* [EXERCISE REQUIREMENTS]: In the entries below, find the line with "Segment out spaghetti" and the line with "Segment out person kneeling". Repeat exactly everything between them, those two lines included, but not the pictures.
Segment Open
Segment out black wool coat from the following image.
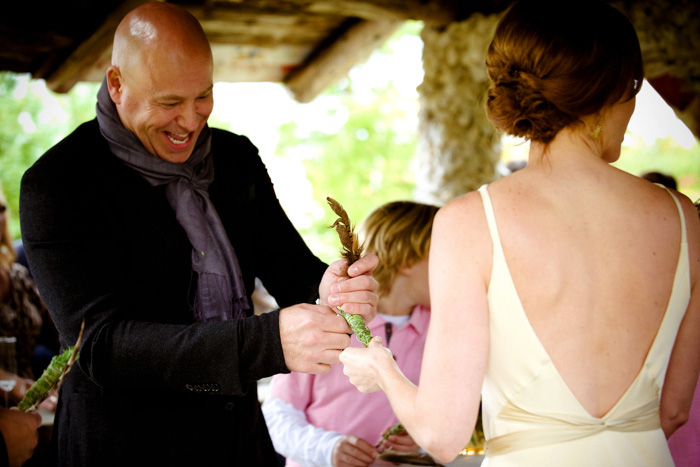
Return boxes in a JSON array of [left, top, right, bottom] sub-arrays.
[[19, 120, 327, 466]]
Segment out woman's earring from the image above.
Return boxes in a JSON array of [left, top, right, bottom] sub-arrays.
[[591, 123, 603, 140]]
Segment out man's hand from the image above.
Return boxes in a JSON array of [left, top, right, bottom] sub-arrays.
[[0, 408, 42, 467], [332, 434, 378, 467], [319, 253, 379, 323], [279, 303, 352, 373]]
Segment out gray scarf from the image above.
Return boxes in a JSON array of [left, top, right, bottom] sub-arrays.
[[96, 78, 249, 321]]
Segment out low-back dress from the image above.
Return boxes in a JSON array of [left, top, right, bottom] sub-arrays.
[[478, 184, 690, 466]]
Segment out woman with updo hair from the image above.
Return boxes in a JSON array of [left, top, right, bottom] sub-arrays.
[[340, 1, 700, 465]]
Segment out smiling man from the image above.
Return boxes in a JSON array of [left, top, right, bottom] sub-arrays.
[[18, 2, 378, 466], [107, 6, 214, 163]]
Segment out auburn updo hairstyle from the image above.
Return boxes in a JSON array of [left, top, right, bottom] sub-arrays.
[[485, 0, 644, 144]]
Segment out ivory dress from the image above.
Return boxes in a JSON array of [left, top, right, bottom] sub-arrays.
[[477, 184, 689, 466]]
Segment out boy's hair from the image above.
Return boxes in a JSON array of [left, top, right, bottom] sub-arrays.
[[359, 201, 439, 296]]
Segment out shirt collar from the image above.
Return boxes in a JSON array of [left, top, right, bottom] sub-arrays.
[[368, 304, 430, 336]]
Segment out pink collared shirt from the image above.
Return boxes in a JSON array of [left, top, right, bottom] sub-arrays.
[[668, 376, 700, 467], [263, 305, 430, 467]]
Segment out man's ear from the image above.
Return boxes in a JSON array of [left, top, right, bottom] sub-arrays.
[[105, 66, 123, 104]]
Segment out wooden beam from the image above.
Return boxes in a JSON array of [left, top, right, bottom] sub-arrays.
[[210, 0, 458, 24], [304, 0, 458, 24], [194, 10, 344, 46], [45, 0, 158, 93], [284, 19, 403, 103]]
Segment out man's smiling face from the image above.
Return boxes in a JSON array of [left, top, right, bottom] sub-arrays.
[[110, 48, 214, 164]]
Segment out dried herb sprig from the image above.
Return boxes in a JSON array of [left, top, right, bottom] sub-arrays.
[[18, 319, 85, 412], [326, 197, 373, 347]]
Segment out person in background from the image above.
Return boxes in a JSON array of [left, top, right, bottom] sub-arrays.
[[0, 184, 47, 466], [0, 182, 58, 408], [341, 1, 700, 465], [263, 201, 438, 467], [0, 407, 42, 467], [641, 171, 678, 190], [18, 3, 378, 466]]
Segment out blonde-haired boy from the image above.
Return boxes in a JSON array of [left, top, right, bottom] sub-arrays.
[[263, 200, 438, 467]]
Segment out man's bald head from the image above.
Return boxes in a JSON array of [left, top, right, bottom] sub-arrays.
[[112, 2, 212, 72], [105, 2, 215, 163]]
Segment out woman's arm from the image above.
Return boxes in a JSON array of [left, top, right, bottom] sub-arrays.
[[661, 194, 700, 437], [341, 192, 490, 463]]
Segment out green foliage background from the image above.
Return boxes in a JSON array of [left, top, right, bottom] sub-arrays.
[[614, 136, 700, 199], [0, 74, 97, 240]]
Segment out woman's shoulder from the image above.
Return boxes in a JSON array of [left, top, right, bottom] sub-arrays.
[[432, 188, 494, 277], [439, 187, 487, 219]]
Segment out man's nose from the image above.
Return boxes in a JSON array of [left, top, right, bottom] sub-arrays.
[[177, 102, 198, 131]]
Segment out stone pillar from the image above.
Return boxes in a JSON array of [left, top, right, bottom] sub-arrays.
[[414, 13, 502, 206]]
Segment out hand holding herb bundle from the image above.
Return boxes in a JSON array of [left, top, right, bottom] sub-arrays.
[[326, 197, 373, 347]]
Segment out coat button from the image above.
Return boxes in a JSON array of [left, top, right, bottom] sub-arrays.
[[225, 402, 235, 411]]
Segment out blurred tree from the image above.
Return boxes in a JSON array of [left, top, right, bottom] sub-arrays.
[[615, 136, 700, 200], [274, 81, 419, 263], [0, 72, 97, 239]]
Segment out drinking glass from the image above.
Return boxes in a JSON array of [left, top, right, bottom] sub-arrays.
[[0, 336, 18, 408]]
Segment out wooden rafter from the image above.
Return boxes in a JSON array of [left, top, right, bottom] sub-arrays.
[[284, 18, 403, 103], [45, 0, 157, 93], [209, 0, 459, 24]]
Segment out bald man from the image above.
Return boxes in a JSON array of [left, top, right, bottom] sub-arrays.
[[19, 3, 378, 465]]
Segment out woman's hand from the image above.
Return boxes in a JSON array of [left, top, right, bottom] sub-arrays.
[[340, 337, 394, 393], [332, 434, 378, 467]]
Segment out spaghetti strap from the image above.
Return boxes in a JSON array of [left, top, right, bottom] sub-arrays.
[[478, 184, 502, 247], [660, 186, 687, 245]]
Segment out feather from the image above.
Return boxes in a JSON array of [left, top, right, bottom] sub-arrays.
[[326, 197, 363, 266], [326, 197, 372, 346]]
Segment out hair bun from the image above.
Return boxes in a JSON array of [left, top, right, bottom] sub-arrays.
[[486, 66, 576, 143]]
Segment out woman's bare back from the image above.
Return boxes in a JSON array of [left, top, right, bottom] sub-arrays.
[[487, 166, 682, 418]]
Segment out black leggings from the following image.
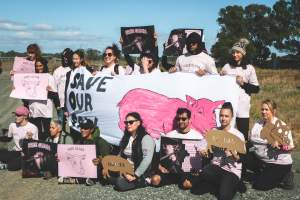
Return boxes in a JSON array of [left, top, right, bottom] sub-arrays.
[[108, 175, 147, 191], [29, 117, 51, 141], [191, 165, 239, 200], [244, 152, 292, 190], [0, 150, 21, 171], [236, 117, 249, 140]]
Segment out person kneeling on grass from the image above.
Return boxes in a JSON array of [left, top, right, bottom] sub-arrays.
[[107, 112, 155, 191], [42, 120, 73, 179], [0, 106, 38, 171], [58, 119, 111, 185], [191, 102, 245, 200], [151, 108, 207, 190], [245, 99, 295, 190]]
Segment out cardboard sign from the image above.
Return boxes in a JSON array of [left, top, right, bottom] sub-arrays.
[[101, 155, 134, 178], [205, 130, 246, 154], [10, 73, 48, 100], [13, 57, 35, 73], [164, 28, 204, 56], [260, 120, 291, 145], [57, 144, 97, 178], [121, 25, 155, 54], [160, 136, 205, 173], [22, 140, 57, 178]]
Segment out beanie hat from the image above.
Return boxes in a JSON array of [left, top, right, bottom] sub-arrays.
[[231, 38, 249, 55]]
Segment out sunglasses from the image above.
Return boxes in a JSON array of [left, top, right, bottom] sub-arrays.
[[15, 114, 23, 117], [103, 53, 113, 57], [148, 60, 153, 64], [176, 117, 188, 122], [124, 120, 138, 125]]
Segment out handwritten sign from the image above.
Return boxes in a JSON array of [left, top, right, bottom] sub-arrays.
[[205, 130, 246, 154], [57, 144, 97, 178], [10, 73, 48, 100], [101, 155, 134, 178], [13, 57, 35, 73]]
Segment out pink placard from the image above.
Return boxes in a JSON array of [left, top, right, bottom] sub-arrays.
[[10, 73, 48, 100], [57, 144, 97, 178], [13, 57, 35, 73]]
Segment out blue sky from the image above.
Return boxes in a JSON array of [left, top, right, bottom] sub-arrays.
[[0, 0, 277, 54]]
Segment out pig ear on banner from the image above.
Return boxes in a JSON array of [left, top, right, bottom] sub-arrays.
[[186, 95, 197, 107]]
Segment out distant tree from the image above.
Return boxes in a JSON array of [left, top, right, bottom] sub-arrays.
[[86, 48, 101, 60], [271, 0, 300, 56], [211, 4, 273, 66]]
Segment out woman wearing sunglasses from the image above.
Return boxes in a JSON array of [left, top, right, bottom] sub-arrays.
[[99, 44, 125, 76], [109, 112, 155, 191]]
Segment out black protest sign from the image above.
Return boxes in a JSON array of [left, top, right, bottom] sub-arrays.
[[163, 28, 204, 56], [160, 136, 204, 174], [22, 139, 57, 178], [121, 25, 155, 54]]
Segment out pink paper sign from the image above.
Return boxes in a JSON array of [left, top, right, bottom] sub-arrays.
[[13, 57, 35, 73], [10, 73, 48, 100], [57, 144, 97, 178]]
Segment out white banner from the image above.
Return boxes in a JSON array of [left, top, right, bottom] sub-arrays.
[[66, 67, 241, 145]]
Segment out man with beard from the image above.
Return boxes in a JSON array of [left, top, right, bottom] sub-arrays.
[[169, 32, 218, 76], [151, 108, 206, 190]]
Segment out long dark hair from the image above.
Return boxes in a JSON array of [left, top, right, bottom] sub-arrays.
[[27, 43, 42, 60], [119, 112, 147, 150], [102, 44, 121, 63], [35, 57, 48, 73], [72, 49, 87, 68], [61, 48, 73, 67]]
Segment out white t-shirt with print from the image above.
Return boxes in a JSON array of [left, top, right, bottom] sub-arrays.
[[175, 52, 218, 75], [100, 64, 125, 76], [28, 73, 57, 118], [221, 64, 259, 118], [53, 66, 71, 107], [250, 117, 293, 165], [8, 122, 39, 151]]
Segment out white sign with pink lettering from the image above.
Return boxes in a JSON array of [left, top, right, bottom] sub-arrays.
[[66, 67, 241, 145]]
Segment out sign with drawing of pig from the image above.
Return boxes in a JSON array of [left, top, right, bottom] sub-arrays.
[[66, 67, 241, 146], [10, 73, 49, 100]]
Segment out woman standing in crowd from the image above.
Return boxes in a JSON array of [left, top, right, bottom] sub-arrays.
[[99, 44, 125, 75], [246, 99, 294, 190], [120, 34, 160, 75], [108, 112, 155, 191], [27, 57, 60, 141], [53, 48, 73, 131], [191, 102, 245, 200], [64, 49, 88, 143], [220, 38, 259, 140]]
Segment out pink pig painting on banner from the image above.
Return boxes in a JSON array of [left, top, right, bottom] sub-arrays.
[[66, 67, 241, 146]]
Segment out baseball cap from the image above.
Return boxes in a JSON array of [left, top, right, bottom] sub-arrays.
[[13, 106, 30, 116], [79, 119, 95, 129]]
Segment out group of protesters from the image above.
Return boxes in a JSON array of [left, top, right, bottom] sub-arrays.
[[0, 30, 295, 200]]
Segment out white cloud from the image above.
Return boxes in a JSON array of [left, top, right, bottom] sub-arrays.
Segment Closed
* [COMPLETED TASK]:
Segment out spaghetti strap from the image above.
Return boxes in a JSON array of [left, top, right, bottom] sub-arrays.
[[478, 184, 502, 247], [660, 186, 687, 245]]
Segment out feather from the image above.
Return boxes in a JSON array of [left, top, right, bottom] sub-arrays.
[[326, 197, 363, 266], [326, 197, 372, 346]]
Segment out hair bun from the image above.
Return boxes in a JSON array of [left, top, right, bottom] sub-arrays.
[[486, 66, 576, 143]]
Segment out woman's bare back from the image above.
Return boxes in a JSON array of [left, top, right, bottom] sub-arrays.
[[487, 166, 682, 418]]
Segment out black leggings from the following image.
Return boxes in a JSON array of [left, top, right, bottom] sub-arrays.
[[108, 175, 147, 191], [29, 117, 51, 141], [191, 165, 239, 200], [244, 152, 292, 190], [0, 150, 21, 171], [236, 117, 249, 140]]
Segment out person kneeling on grass from the image above.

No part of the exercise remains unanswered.